■ 任务目标:
材料中有多少行含有字符串“white”？区分大小写，只回答数字。

■ 输入材料:

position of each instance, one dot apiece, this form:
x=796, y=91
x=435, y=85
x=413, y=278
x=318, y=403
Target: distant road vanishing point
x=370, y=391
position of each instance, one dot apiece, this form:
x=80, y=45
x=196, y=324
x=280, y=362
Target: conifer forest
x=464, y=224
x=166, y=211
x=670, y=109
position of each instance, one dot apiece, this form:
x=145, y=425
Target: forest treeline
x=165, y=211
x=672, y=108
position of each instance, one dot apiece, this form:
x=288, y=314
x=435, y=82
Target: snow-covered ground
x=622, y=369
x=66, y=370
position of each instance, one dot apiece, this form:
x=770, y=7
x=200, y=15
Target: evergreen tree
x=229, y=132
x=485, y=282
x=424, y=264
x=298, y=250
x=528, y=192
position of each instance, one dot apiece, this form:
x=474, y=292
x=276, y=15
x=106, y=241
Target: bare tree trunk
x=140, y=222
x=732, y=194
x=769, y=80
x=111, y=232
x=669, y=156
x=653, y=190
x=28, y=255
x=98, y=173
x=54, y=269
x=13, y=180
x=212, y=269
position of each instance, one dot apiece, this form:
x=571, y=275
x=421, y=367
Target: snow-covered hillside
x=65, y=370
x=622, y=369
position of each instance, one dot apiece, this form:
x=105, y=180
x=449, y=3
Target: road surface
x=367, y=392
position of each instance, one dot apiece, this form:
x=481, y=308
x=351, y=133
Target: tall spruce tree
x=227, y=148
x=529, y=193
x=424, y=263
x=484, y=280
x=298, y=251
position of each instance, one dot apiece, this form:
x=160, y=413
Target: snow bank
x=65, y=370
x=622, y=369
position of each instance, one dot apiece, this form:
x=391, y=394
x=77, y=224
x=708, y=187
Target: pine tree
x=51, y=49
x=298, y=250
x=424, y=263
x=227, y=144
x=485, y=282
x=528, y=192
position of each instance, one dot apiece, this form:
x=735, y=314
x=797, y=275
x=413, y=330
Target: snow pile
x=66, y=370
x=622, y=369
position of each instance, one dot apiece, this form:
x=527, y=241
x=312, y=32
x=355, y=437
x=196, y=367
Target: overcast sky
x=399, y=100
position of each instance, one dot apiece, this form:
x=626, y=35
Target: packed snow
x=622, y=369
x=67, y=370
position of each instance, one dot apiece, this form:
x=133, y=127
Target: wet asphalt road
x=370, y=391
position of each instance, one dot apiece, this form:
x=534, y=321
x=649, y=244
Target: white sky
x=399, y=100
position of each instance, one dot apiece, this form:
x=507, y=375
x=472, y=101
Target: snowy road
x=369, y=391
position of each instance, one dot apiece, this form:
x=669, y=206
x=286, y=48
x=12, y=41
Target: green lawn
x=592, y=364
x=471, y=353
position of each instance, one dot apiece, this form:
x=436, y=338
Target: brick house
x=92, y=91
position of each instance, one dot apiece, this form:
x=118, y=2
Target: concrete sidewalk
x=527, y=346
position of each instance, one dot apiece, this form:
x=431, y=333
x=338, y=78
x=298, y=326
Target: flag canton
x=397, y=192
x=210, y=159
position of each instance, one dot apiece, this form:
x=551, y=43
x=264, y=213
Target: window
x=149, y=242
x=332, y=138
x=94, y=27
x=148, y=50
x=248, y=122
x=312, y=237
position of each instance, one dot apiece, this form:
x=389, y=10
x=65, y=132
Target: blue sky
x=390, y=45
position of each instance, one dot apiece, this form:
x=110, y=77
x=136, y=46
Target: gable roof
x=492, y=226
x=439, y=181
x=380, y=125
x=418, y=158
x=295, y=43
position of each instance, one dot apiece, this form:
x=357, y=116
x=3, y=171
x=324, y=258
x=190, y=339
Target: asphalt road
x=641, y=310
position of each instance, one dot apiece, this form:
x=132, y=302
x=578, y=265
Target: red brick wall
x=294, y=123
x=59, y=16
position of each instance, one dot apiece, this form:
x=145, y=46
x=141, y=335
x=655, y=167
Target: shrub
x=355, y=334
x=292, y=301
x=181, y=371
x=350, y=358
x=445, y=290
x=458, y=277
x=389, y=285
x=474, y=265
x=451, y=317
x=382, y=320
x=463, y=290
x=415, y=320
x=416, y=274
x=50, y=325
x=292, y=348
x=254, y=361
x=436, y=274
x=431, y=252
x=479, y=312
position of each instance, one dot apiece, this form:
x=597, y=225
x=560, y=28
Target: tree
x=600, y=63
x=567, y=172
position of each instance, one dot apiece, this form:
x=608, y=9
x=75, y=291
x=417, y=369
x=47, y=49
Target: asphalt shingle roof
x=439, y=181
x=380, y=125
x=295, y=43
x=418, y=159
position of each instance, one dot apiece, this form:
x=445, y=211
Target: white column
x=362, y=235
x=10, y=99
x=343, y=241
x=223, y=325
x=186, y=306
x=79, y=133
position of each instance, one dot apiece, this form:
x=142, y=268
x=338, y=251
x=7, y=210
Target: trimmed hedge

* * *

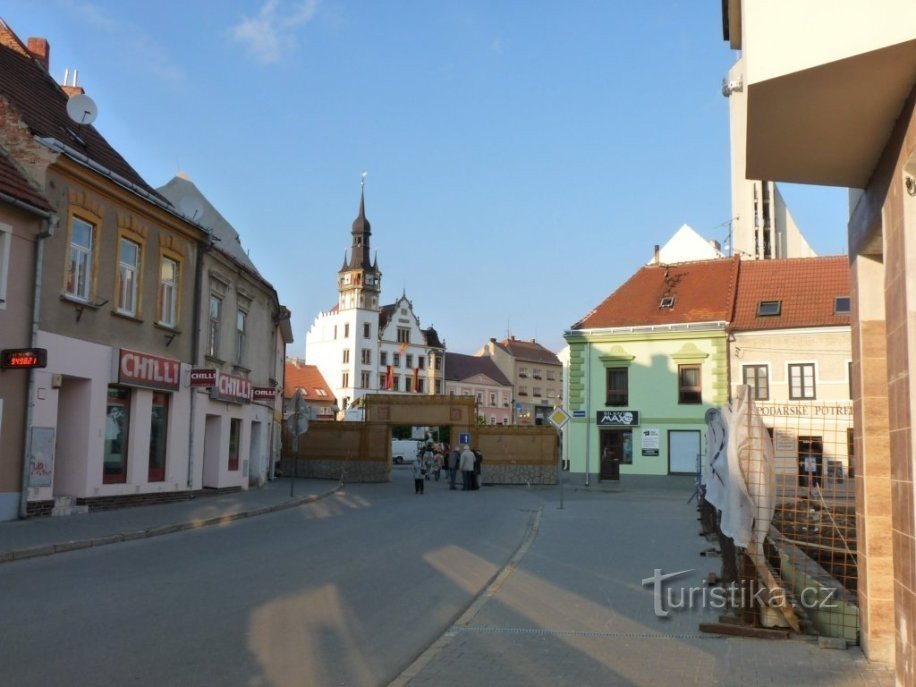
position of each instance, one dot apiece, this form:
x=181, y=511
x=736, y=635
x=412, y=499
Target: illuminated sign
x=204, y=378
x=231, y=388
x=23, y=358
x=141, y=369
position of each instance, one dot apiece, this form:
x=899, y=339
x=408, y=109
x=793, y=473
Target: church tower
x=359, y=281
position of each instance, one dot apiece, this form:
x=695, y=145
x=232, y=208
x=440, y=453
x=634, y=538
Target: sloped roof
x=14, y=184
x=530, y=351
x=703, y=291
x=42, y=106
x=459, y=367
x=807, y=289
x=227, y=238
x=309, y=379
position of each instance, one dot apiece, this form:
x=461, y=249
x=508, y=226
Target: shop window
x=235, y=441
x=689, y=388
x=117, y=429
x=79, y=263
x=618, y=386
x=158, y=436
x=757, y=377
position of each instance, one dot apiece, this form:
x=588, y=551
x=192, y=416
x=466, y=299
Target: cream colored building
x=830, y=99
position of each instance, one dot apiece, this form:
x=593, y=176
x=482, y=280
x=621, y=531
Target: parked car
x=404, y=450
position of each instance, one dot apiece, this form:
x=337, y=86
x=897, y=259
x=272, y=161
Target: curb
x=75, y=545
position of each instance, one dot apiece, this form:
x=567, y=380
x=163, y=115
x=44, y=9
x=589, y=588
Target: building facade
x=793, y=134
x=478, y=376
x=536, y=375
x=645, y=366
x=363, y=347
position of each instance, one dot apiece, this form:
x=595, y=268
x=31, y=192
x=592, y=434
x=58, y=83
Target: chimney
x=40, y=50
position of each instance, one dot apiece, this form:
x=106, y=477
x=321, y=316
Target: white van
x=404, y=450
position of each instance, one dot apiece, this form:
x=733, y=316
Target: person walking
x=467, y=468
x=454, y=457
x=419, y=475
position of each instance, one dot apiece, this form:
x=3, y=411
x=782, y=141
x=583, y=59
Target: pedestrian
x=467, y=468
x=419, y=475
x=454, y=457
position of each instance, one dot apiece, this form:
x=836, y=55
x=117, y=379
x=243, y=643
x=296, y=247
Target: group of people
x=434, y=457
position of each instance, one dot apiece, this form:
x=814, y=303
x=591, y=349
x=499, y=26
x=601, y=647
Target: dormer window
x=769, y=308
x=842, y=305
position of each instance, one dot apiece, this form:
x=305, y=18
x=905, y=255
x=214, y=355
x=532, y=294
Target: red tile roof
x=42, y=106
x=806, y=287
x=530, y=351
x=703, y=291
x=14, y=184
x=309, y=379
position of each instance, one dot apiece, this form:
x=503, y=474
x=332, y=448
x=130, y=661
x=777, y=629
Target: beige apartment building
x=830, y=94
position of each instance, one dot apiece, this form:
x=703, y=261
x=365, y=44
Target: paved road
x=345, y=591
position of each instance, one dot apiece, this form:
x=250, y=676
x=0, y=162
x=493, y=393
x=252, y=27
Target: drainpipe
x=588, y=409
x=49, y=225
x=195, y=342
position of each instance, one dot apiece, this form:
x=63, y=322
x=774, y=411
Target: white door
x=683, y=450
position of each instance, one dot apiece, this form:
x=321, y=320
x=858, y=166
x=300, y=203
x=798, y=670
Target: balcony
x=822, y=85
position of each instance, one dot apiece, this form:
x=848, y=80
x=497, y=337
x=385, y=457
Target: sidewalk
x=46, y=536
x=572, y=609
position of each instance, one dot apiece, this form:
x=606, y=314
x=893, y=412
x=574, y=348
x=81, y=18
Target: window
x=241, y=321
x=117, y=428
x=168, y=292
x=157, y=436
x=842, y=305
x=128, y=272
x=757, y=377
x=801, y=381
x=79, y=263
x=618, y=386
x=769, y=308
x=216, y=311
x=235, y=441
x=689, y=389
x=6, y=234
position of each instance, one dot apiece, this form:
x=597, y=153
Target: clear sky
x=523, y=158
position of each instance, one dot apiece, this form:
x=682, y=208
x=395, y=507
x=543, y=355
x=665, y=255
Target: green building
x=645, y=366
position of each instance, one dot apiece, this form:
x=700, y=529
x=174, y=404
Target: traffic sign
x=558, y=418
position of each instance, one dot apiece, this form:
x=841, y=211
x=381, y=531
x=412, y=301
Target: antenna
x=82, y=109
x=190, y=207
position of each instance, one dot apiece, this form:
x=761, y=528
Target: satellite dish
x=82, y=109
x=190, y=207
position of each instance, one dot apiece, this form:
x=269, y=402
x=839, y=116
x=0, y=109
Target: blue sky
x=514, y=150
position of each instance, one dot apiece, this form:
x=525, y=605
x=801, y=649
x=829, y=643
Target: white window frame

■ 练习结果:
5